Task prompt:
State only how many lines in the entries below contain the word "woman".

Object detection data
## BEGIN

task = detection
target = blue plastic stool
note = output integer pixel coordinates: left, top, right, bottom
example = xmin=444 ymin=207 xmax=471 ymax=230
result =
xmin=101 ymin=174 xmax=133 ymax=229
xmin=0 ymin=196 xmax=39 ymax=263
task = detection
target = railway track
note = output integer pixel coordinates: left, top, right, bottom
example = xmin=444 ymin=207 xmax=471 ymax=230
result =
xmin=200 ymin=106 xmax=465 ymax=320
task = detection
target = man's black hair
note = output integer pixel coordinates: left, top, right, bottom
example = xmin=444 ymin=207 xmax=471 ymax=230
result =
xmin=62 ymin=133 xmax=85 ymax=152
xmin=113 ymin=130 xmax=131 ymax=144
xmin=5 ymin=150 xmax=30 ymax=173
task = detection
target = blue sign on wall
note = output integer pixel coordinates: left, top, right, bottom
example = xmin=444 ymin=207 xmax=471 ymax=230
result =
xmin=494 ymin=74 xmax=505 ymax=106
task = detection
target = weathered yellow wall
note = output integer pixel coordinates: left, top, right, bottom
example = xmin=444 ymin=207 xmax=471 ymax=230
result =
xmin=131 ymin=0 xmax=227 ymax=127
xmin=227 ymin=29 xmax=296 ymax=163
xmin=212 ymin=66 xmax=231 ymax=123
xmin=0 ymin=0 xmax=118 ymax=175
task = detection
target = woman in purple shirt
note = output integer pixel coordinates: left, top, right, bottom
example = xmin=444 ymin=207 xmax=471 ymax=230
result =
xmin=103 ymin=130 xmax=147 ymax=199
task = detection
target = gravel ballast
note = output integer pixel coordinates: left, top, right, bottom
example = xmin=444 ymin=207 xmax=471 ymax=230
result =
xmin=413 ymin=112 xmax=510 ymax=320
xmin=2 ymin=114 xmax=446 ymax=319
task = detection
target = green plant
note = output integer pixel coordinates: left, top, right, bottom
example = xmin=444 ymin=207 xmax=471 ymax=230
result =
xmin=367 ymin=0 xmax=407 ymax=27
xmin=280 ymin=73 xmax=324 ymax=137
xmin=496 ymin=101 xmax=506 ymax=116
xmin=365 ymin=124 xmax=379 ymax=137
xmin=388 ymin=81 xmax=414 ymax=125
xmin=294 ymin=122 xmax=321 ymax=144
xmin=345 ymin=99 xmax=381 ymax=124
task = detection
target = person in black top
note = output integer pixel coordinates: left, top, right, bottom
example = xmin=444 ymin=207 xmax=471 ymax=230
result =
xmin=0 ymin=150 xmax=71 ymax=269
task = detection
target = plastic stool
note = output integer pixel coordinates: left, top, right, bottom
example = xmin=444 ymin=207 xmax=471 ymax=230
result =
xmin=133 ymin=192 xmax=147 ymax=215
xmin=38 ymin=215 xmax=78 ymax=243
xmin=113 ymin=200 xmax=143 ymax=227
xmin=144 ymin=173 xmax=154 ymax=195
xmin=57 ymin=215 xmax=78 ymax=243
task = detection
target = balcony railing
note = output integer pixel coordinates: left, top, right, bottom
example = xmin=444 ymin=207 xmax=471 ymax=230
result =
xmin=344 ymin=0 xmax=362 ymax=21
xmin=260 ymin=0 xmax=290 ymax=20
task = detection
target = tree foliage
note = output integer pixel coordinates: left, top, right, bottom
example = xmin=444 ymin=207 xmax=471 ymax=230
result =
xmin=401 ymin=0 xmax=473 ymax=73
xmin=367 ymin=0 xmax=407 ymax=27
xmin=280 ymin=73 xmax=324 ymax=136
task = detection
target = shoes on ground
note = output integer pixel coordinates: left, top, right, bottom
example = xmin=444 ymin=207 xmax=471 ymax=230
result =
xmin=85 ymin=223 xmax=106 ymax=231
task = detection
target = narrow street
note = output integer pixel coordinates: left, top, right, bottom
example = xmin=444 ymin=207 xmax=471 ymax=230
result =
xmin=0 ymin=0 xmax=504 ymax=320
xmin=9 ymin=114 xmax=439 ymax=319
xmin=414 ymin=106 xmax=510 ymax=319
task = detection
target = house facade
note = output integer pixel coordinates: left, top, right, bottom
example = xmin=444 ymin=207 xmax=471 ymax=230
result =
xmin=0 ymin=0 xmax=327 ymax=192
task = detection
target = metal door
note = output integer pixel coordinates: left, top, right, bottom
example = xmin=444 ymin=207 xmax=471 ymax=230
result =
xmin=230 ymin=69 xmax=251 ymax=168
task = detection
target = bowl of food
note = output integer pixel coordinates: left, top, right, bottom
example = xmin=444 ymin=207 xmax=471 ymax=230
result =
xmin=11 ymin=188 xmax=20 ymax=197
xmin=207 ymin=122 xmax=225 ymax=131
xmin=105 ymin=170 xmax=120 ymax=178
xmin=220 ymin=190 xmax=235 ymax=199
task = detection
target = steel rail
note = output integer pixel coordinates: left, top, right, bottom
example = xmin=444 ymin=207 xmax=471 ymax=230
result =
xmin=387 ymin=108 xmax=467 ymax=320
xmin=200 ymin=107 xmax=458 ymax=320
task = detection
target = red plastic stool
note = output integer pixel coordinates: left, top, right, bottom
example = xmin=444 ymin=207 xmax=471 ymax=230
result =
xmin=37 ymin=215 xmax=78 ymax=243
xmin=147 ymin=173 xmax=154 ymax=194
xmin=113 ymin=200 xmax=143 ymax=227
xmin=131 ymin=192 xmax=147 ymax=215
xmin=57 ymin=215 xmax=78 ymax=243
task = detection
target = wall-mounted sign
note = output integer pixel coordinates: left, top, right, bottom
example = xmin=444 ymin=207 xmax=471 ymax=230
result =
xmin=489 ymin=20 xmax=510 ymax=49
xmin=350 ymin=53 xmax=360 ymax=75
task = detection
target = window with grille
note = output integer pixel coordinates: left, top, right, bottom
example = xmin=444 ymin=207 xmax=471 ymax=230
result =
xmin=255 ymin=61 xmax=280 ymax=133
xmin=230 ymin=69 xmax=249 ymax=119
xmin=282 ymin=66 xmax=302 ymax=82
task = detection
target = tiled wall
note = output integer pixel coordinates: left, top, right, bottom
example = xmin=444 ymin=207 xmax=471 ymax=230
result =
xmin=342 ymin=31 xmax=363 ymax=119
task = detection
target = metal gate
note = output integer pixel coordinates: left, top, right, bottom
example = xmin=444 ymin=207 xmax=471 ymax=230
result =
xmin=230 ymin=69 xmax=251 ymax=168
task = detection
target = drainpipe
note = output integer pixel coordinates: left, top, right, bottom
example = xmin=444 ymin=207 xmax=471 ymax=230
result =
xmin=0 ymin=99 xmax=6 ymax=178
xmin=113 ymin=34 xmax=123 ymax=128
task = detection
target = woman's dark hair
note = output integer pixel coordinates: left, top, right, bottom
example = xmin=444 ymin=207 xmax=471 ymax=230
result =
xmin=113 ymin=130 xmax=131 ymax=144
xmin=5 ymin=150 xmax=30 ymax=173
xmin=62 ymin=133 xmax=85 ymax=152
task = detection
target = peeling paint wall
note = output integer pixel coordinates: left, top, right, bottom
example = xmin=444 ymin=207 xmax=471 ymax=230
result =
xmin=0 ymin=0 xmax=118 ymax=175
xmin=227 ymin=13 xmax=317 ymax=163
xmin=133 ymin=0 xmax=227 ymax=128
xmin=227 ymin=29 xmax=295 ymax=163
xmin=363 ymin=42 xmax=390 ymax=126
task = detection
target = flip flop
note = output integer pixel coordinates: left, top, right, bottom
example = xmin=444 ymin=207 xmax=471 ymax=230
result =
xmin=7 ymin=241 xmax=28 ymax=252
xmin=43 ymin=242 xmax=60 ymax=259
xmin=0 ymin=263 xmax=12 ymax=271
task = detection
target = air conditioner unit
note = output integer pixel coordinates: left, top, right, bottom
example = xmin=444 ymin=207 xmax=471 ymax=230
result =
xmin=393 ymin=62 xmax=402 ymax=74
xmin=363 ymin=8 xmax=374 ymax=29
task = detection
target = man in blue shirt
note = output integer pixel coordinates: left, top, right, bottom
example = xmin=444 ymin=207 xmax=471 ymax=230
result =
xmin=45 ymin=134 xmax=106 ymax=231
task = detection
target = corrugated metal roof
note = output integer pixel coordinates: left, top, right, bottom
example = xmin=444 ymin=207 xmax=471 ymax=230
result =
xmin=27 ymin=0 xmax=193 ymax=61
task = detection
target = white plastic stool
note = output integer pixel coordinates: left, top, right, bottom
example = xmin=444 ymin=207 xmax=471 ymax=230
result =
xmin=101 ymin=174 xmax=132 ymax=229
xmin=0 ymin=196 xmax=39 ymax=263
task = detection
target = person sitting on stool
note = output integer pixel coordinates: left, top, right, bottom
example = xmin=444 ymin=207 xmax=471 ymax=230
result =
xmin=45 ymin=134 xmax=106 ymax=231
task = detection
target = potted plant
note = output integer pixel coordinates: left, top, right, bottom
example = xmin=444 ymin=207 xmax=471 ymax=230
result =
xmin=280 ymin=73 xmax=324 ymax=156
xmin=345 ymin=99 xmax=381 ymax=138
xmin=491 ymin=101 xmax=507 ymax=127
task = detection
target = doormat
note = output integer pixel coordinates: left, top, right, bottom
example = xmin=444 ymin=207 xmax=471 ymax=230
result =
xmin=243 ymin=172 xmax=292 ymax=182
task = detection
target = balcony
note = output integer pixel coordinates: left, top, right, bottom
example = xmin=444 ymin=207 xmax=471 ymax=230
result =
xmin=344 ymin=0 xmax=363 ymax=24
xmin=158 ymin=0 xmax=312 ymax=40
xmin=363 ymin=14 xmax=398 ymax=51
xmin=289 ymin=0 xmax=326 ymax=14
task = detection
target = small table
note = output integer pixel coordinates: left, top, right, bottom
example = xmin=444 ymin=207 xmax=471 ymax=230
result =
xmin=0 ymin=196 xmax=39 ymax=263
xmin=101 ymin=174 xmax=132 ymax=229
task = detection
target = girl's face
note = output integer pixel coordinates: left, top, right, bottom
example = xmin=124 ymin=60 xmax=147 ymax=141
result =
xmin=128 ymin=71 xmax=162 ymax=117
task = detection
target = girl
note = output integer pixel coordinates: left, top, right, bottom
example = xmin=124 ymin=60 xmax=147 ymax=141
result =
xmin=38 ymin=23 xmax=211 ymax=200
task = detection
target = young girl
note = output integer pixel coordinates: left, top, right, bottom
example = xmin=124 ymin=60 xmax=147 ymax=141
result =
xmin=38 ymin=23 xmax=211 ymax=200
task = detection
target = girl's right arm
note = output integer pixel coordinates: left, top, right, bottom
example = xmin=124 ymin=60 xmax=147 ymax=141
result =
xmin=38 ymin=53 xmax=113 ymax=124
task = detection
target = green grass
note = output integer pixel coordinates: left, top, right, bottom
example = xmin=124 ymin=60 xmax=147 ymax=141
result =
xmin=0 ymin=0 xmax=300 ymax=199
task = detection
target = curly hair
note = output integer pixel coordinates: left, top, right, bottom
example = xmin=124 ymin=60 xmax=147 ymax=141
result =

## END

Output for this task:
2